• **What you have to do**
Set down the data below in full and exactly, minus the pictures.
= = =
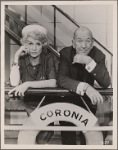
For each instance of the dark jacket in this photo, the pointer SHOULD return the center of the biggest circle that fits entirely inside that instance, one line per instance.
(70, 75)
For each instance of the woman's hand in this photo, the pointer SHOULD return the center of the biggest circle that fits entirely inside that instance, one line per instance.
(19, 90)
(94, 95)
(81, 59)
(23, 50)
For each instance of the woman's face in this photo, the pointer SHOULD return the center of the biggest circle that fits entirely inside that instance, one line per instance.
(34, 47)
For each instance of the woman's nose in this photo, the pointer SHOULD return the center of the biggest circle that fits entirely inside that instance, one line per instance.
(83, 45)
(34, 47)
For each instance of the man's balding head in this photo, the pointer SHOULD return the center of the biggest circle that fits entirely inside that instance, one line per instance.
(82, 40)
(82, 29)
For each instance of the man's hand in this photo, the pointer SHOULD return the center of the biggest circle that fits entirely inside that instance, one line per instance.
(19, 90)
(82, 59)
(94, 95)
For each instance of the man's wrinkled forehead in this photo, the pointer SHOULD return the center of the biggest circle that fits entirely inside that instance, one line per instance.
(83, 32)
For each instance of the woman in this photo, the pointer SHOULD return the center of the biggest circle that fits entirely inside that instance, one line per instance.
(32, 68)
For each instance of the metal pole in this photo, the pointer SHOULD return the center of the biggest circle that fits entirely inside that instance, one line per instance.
(25, 14)
(54, 27)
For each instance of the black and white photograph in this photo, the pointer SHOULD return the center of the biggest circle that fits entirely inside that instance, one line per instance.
(59, 74)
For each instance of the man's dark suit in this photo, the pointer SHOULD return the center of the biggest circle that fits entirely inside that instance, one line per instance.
(70, 75)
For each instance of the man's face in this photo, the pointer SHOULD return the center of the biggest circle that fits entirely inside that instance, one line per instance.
(34, 46)
(83, 42)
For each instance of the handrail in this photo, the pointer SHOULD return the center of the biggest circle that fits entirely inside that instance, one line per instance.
(73, 21)
(58, 91)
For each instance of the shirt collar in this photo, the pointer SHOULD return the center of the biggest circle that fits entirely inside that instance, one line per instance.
(41, 59)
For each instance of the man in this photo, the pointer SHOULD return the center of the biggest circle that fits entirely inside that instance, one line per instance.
(80, 65)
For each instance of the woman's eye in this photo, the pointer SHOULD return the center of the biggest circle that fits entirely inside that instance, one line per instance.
= = =
• **Response**
For each instance of the dark jacket in this photo, the pointer SHOULD return the center of the biggest circle that fits entirely inside that instance, one line per instance.
(70, 75)
For each instance of the woman's hand in this photo, the pointer SHOULD return the center of the biggest circle that fits entirely inside that instance, one line per instance.
(19, 90)
(94, 95)
(81, 59)
(23, 50)
For each instance of the woman's face in this photo, the pointer SHOULD return the center of the biggest circle that fits entirely inside that instance, one line per instance.
(34, 47)
For each instance of the woman's nose in this photo, the pointer SHOULD return the center of the biggest circle that fits entirely inside that instance, one line per instance.
(83, 45)
(34, 47)
For each instance of the man's balding head in this photo, the pointer SHOULD return the center of the biggest circle that fits entirely inside that instance, one line per instance.
(82, 40)
(82, 29)
For each instance of the man's hand in this photo, the pointer SHOULD return the center of the biggest circle that fits entirely inside that instance, one line per instance.
(19, 90)
(82, 59)
(94, 95)
For each instance of the man's wrinkled forehead in this photo, the pointer SHOULD return the center of the biggest circle that fits entirely inside that instance, one line per instance.
(83, 32)
For each instance of the woman in this photo, the pointer SHOULD return the center of the biggest circle that fits entirely inside that instance, one line per instance.
(32, 68)
For each instance of the metal pole in this photo, the pointer SHOULD return the center of the biggest circle that fits entirely inside that instance, one line per instance.
(25, 14)
(54, 27)
For each instance of the black and white photograph in this photo, the pointer SHOULD return the center of the biggest circle that fits entirely inside that instance, one line per instance.
(59, 74)
For each instance of the man's dark suit in this photo, the pointer SHOULD return the center of the biggest circle that fits entirely inside that instance, one line per instance.
(70, 75)
For each instance of the man's face in this photo, the pointer SHOULD return the center of the biggest circle that fits entirely inside that instance, one line per instance.
(34, 46)
(83, 42)
For each instance of the handrail in this photo, the pointer SHOULD return the center of the biggest circle that fits entirely inside that instance, one line per instance.
(73, 21)
(58, 91)
For each instance of the shirt collar in this photo, the pointer SHOULD return the center of the biggest circle that fits entirely inside that instance, one line per instance.
(41, 59)
For each instance of the man in this photo, the pointer SHOULD return the center of the biggest circle that fits entirely inside that instance, one line per instance.
(80, 65)
For each instance of the woman's eye in this photo, the pointer SHOULD return the center of the biggest circle that fits entirely inside that instance, one line per instance.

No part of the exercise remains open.